-- start of Source extract --
The objective of this study is to investigate and to highlight the main process involved in alimentation of Bri Aquifer. For this purpose AgriFlux is utilized as a modelling tool which is a mechanistic stochastic model involving precipitation, runoff, infiltration, evaporation, percolation and drainage. The amount of drained water to determine the alimentation characteristics of Bri Aquifer is also quantified with AgriFlux, in Poitevin Marshland. The computed data simulated by the AgriFlux model and field data handled from the boreholes are compared in order to verify the validity of the vadose zone water flux simulation in Poitevin Marshland (Marais Poitevin) in France.

2. DESCRIPTION OF THE STUDY AREA The study area is located in south west of France called as “Bri Aquifer” which signify the silty/clay deposits in Poitevin Marshland, France. Bri aquifer circulates in the quaternary aged marine deposits. Its soil texture and clay mineralogy are the same, with 45 to 60% clay and more than 95% clay plus silt. Clay minerals consist of illite (50–60%), kaolinite and montmorillonite (20–25%) (Pons et al.,

2000). The Bri formation has a very heterogeneous character; the soil and its hydraulic properties are variable with distance. When the temporal and spatial variability of the region is considered, the required measurements of unsaturated soil hydraulic properties are tremendous, time-consuming, and very expensive (Li et al., 2006).
-- end of Source extract --
Requirement 1
Pick out each line in the entries below that contains the word "chocolate", and copy those lines.
-- start of Supplied material --
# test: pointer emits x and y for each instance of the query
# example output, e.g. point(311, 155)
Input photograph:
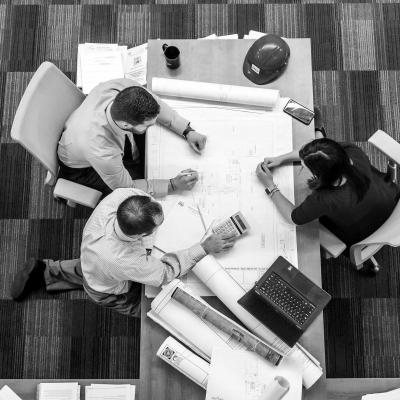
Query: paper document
point(58, 391)
point(241, 375)
point(266, 98)
point(237, 140)
point(8, 394)
point(391, 395)
point(181, 229)
point(186, 362)
point(100, 62)
point(110, 392)
point(136, 64)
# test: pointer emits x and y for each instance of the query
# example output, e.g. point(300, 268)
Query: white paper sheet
point(236, 142)
point(136, 64)
point(181, 229)
point(266, 98)
point(99, 62)
point(185, 361)
point(241, 375)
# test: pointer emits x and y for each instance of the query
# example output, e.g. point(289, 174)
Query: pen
point(201, 217)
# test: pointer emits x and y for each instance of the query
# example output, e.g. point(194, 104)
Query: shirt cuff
point(154, 187)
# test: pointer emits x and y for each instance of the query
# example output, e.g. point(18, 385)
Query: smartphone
point(298, 111)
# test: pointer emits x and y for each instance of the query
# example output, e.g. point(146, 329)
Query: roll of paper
point(213, 275)
point(250, 96)
point(239, 334)
point(277, 390)
point(185, 361)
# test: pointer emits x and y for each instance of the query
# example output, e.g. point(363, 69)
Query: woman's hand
point(264, 175)
point(272, 162)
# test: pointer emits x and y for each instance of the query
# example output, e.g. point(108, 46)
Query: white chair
point(48, 101)
point(388, 233)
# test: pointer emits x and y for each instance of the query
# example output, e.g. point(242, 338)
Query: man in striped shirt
point(116, 255)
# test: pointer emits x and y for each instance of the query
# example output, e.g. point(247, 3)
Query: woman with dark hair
point(348, 195)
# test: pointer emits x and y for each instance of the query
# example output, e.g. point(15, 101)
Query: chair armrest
point(330, 243)
point(76, 193)
point(386, 145)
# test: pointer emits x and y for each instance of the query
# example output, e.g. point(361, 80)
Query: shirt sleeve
point(170, 118)
point(153, 271)
point(313, 207)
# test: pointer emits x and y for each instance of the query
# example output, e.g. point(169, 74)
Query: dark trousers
point(90, 178)
point(67, 275)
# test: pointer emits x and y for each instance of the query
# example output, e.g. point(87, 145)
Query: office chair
point(388, 233)
point(48, 101)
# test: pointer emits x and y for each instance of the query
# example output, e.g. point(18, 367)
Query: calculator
point(234, 224)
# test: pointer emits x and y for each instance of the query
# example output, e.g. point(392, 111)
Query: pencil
point(201, 217)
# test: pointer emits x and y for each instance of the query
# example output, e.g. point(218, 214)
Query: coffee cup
point(171, 54)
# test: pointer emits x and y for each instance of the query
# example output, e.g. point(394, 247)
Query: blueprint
point(237, 140)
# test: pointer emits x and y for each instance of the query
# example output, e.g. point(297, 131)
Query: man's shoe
point(318, 123)
point(30, 278)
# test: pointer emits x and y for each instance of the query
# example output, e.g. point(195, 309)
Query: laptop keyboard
point(286, 298)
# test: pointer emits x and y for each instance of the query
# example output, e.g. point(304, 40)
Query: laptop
point(285, 301)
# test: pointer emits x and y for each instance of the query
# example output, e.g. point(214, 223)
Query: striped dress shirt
point(110, 260)
point(92, 139)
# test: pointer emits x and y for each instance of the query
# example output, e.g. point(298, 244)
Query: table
point(220, 61)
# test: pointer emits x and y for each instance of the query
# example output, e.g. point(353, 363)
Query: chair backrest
point(387, 234)
point(48, 101)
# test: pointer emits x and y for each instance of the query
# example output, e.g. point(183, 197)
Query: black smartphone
point(298, 111)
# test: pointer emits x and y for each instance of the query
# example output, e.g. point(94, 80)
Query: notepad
point(182, 228)
point(58, 391)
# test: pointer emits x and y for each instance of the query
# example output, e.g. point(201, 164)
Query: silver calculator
point(235, 224)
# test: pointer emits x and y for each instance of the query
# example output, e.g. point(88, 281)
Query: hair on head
point(134, 105)
point(136, 215)
point(328, 162)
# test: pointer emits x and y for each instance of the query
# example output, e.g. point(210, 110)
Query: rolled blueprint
point(216, 92)
point(226, 325)
point(185, 361)
point(213, 275)
point(279, 387)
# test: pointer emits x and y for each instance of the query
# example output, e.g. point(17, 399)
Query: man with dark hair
point(102, 145)
point(116, 255)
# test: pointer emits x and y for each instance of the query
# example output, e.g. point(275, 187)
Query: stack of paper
point(58, 391)
point(100, 62)
point(110, 392)
point(392, 395)
point(242, 375)
point(7, 394)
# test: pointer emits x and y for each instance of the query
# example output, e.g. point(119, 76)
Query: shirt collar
point(115, 128)
point(121, 235)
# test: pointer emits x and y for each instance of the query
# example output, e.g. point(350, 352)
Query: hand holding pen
point(185, 180)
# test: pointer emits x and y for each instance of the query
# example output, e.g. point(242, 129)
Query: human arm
point(272, 162)
point(313, 207)
point(153, 271)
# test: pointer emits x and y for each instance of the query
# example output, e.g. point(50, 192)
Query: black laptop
point(285, 301)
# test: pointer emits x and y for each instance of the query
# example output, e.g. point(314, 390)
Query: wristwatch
point(187, 130)
point(272, 190)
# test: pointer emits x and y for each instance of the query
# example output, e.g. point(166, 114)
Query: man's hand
point(214, 243)
point(185, 180)
point(197, 141)
point(264, 175)
point(272, 162)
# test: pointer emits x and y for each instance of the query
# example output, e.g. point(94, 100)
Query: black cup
point(171, 54)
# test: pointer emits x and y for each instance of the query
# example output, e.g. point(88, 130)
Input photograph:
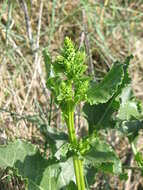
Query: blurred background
point(109, 30)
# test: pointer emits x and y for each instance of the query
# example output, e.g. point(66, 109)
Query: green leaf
point(113, 83)
point(103, 91)
point(42, 174)
point(100, 116)
point(101, 156)
point(130, 128)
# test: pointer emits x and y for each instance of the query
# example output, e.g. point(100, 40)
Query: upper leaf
point(113, 82)
point(101, 116)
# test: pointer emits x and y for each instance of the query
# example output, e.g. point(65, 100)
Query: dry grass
point(110, 30)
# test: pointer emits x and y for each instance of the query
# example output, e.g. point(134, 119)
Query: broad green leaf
point(103, 91)
point(130, 128)
point(42, 174)
point(100, 155)
point(100, 116)
point(113, 83)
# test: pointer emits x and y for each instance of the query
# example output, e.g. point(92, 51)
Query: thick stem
point(78, 164)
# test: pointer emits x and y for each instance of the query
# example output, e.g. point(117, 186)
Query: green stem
point(78, 164)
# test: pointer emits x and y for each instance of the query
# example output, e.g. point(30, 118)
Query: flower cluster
point(68, 81)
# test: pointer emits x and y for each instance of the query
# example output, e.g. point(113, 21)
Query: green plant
point(109, 104)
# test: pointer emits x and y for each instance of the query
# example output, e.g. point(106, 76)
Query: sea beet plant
point(108, 105)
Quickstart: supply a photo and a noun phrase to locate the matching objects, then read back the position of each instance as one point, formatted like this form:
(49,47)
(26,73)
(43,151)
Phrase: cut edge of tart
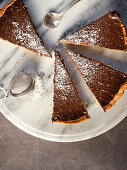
(116,96)
(70,39)
(42,50)
(68,107)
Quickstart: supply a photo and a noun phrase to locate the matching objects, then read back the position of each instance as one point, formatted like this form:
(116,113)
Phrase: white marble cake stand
(32,113)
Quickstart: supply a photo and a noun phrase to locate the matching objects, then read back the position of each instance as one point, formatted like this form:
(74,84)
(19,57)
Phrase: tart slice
(68,107)
(106,32)
(17,28)
(106,84)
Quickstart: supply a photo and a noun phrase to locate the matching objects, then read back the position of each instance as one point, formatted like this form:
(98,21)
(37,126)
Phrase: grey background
(20,151)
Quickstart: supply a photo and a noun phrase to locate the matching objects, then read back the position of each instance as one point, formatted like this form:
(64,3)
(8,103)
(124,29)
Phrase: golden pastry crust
(116,97)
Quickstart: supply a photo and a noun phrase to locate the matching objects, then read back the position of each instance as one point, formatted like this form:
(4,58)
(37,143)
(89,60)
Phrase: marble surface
(32,113)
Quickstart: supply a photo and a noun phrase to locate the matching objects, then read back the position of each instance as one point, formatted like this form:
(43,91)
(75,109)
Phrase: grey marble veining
(32,113)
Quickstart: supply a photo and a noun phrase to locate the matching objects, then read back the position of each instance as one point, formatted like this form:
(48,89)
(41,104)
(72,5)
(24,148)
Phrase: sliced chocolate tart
(16,27)
(68,107)
(106,84)
(106,32)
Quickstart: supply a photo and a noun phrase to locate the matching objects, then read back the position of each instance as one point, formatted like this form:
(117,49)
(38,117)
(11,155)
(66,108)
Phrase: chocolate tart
-- end of Supplied material --
Requirement 2
Reproduce the Bri Aquifer passage above word for word and in full.

Final result 1
Phrase: sliced chocolate tart
Phrase: chocolate tart

Final result 2
The objective of this study is to investigate and to highlight the main process involved in alimentation of Bri Aquifer. For this purpose AgriFlux is utilized as a modelling tool which is a mechanistic stochastic model involving precipitation, runoff, infiltration, evaporation, percolation and drainage. The amount of drained water to determine the alimentation characteristics of Bri Aquifer is also quantified with AgriFlux, in Poitevin Marshland. The computed data simulated by the AgriFlux model and field data handled from the boreholes are compared in order to verify the validity of the vadose zone water flux simulation in Poitevin Marshland (Marais Poitevin) in France.

2. DESCRIPTION OF THE STUDY AREA The study area is located in south west of France called as “Bri Aquifer” which signify the silty/clay deposits in Poitevin Marshland, France. Bri aquifer circulates in the quaternary aged marine deposits. Its soil texture and clay mineralogy are the same, with 45 to 60% clay and more than 95% clay plus silt. Clay minerals consist of illite (50–60%), kaolinite and montmorillonite (20–25%) (Pons et al.,

2000). The Bri formation has a very heterogeneous character; the soil and its hydraulic properties are variable with distance. When the temporal and spatial variability of the region is considered, the required measurements of unsaturated soil hydraulic properties are tremendous, time-consuming, and very expensive (Li et al., 2006).